▶ **Short exercise**
From the listing below, pick out and copy every line that contains the word "window". Case counts.

________________________

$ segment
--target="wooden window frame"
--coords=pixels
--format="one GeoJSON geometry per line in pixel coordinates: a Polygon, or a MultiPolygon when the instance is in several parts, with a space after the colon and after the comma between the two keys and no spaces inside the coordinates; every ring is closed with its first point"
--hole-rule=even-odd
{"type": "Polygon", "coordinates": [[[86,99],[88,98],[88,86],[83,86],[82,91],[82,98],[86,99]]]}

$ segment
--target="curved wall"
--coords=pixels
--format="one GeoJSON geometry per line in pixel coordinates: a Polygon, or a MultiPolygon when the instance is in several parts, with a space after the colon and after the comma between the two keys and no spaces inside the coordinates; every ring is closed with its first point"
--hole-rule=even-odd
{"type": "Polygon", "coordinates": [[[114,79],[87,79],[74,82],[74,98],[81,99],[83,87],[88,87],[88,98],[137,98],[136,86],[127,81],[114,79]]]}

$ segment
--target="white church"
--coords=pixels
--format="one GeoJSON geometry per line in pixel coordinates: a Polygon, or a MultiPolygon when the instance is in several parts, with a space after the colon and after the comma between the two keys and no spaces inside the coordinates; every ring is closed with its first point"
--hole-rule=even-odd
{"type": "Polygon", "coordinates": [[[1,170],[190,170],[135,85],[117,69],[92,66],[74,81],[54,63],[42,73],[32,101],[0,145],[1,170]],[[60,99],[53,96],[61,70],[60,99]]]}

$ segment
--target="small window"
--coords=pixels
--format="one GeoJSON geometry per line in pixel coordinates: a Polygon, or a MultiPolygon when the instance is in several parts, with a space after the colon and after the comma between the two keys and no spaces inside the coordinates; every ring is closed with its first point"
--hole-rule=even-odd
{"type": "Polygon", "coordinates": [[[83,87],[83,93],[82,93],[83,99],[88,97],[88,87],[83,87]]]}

________________________

▶ **Task answer**
--target="wooden window frame"
--target="small window"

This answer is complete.